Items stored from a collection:
━━━━━━━━━━━━━━━━━━━━

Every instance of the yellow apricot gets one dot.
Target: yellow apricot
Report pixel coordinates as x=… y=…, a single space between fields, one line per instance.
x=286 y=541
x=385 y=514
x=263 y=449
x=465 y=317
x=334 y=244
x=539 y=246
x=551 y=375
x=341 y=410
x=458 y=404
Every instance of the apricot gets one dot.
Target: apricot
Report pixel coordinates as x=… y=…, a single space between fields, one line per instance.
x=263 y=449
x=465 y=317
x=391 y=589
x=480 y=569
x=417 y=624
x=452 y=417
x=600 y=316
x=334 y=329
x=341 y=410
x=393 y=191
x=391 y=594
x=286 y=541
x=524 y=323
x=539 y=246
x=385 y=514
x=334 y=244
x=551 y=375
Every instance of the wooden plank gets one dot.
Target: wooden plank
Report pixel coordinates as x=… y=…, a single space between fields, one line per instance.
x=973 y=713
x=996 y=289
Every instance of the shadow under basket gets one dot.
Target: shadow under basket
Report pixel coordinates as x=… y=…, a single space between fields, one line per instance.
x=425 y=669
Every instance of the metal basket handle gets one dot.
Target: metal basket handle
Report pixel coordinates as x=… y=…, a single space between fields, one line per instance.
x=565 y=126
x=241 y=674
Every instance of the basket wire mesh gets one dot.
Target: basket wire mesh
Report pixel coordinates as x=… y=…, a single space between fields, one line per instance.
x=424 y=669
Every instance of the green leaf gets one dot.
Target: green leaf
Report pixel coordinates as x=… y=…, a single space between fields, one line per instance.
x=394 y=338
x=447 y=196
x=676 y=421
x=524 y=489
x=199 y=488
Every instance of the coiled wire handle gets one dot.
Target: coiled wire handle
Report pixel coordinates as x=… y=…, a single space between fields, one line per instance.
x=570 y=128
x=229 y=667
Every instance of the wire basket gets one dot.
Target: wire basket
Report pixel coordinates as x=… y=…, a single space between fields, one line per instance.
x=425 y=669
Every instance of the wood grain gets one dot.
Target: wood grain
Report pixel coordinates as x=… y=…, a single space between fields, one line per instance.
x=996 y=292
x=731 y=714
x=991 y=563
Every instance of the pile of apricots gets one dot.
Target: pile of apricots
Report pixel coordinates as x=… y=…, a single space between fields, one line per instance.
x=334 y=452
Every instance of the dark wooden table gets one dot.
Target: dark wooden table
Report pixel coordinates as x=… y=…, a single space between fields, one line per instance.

━━━━━━━━━━━━━━━━━━━━

* Direction
Set out every line of the material above as a numbered list, leaving out any blank lines.

* Reply to the exercise
1. Every instance of the yellow apricot gets one dot.
2. Target: yellow apricot
3. Report pixel coordinates as x=… y=…, a single space between fields, one line per instance.
4. x=286 y=541
5. x=385 y=514
6. x=263 y=449
7. x=465 y=317
8. x=334 y=244
9. x=539 y=246
10. x=551 y=375
11. x=341 y=410
12. x=458 y=404
13. Every instance of the apricot gets one dot.
14. Target: apricot
15. Report pixel coordinates as x=… y=…, a single space between fields, one line per instance.
16. x=263 y=449
17. x=465 y=317
18. x=391 y=589
19. x=480 y=569
20. x=417 y=624
21. x=452 y=417
22. x=600 y=316
23. x=334 y=329
24. x=341 y=410
25. x=393 y=191
26. x=391 y=594
27. x=286 y=541
28. x=524 y=323
29. x=539 y=246
30. x=385 y=514
31. x=334 y=244
32. x=551 y=375
33. Every instance of the wooden plank gets one dot.
34. Target: wooden plank
35. Report pixel coordinates as x=… y=…, a single space between fields, one line per instance.
36. x=973 y=713
37. x=996 y=289
38. Every instance of the shadow under basket gets one dot.
39. Target: shadow under basket
40. Report pixel coordinates as x=… y=…, a single space between fields, one line per instance.
41. x=425 y=669
42. Every instance of the metal basket handle gets one dot.
43. Target: metal basket handle
44. Report pixel coordinates as x=… y=…, a single space between fields, one line per instance.
45. x=565 y=126
46. x=241 y=674
47. Every instance of the basket wire mesh gets one dot.
48. Target: basket wire mesh
49. Report pixel coordinates as x=… y=…, a single space between fields, one line per instance.
50. x=424 y=669
51. Every instance of the green leaf gets one dot.
52. Target: green leaf
53. Report pixel coordinates as x=… y=…, a single space between fields, one line per instance.
54. x=394 y=338
55. x=447 y=196
56. x=676 y=421
57. x=524 y=489
58. x=199 y=488
59. Every instance of the coiled wire handle gets one dot.
60. Target: coiled wire handle
61. Report pixel coordinates as x=… y=…, a single space between fields, one line per instance.
62. x=570 y=128
63. x=229 y=667
64. Every instance of the wire basket gets one dot.
65. Target: wire basket
66. Report pixel coordinates as x=… y=…, a single space between fields, one line per instance.
67. x=425 y=669
68. Every instance of the wood grain gets one dot.
69. Target: wood grain
70. Report pixel coordinates as x=… y=…, a single space between fields, one line per instance.
71. x=996 y=292
72. x=731 y=714
73. x=991 y=563
74. Every instance of the pile of apricots gets one dot.
75. Target: pile of apricots
76. Report pixel coordinates as x=… y=…, a single space between fields, one line per instance.
77. x=334 y=452
78. Every instance of the dark wooden table gets one dot.
79. Target: dark wooden table
80. Report pixel coordinates as x=… y=…, a single space between fields, one line per instance.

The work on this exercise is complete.